-- AVAILABLE RECORDS start --

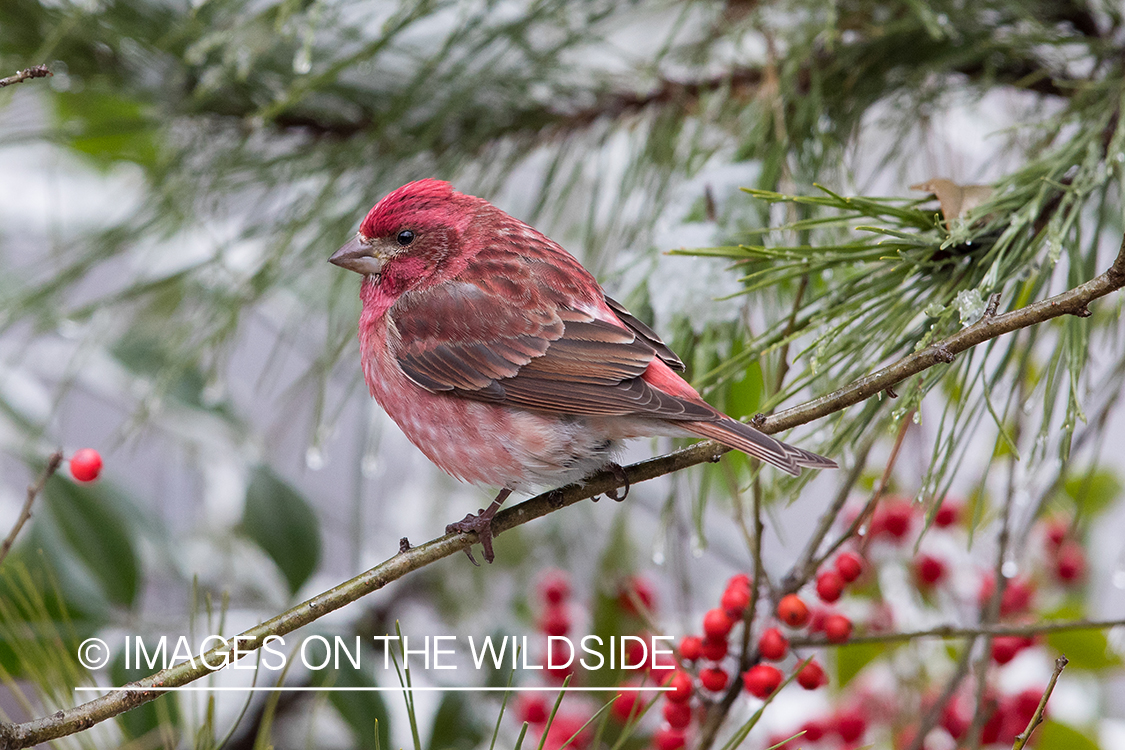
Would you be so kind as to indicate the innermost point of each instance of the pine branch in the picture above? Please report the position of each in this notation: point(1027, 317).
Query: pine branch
point(1076, 301)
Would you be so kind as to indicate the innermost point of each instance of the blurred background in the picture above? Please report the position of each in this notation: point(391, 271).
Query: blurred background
point(170, 196)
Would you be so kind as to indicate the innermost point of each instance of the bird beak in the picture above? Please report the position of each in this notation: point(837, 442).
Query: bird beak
point(358, 255)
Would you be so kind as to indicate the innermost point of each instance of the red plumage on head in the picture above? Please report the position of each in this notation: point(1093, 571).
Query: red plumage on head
point(417, 205)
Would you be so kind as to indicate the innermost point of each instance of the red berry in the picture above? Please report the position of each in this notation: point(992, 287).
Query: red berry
point(86, 464)
point(837, 629)
point(773, 644)
point(678, 715)
point(532, 708)
point(849, 566)
point(713, 678)
point(735, 601)
point(761, 680)
point(851, 725)
point(717, 624)
point(811, 676)
point(681, 684)
point(829, 586)
point(1070, 562)
point(556, 621)
point(793, 611)
point(929, 570)
point(691, 648)
point(1005, 648)
point(947, 514)
point(555, 587)
point(714, 650)
point(666, 738)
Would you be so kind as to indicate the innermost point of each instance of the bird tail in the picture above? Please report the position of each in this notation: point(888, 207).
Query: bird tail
point(746, 439)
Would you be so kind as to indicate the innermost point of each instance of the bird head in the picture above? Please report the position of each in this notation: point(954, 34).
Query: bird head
point(410, 236)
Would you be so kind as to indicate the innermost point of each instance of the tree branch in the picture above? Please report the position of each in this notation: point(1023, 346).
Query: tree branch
point(33, 490)
point(62, 723)
point(38, 71)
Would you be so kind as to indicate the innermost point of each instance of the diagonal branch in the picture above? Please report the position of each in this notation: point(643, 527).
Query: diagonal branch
point(70, 721)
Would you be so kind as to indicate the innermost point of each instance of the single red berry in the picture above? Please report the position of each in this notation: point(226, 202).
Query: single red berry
point(678, 715)
point(837, 629)
point(811, 676)
point(556, 621)
point(947, 514)
point(761, 680)
point(667, 738)
point(773, 644)
point(851, 725)
point(681, 684)
point(793, 611)
point(813, 731)
point(691, 648)
point(829, 586)
point(1070, 562)
point(717, 624)
point(735, 601)
point(714, 650)
point(1005, 648)
point(713, 678)
point(628, 706)
point(86, 464)
point(532, 708)
point(849, 566)
point(928, 570)
point(555, 587)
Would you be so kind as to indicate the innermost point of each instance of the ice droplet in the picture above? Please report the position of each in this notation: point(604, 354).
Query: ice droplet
point(369, 466)
point(303, 61)
point(314, 458)
point(971, 306)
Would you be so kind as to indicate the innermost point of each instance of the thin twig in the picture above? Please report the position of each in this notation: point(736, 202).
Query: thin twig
point(70, 721)
point(33, 490)
point(38, 71)
point(947, 632)
point(1037, 716)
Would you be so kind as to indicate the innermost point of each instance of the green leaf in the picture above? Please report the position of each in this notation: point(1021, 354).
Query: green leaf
point(1094, 491)
point(284, 524)
point(1086, 649)
point(1055, 735)
point(456, 725)
point(851, 659)
point(91, 524)
point(150, 716)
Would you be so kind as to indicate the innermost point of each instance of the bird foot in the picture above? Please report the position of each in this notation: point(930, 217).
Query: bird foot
point(620, 475)
point(480, 522)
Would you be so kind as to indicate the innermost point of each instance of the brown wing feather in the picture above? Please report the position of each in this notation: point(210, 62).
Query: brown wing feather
point(467, 340)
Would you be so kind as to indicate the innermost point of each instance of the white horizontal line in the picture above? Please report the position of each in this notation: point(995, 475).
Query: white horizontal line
point(428, 688)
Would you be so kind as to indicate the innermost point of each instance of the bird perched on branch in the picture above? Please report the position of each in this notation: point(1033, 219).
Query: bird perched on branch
point(502, 358)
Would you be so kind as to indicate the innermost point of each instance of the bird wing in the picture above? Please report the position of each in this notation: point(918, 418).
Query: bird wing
point(530, 345)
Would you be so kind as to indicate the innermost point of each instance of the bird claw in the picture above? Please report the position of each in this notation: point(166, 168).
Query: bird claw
point(620, 475)
point(482, 524)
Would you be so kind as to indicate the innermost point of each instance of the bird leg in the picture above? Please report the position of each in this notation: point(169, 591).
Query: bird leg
point(482, 524)
point(620, 475)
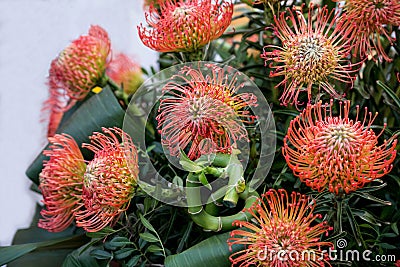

-- AVAILABLE RECORDS end --

Please change "innermost" to "central" in the items between the lines holding "notation: point(391, 271)." and "point(746, 439)", inclusive, and give those lines again with nothing else altered.

Would you be so kind as to indicate the central point of each instance of the blurred background in the picture above? Please report the position of each in this notation: point(391, 271).
Query: blurred background
point(170, 196)
Would you be so kind as to indicate the central point of each instance of the bird beak in the picture above? Please report the position of each in this notation: point(837, 442).
Query: bird beak
point(358, 255)
Would you be so kind as to indicate the central point of each instance of the red plumage on head in the picture above? Please report the position of each in this notation: point(1093, 571).
Query: red plumage on head
point(417, 205)
Would you be so kind as to indicate the central point of each instance of the red berry in the picture above? Please report the position of each in this notation: point(992, 287).
Query: red berry
point(86, 464)
point(837, 629)
point(773, 644)
point(678, 715)
point(532, 708)
point(849, 566)
point(713, 678)
point(735, 601)
point(761, 680)
point(851, 725)
point(717, 624)
point(811, 676)
point(681, 684)
point(829, 586)
point(1070, 562)
point(556, 621)
point(793, 611)
point(929, 570)
point(691, 648)
point(1005, 648)
point(947, 514)
point(555, 587)
point(714, 650)
point(666, 738)
Would you be so kind as to indicate the central point of each instance of the bird tail in the picture above? Please report the position of each in this notation: point(888, 207).
Query: bird tail
point(746, 439)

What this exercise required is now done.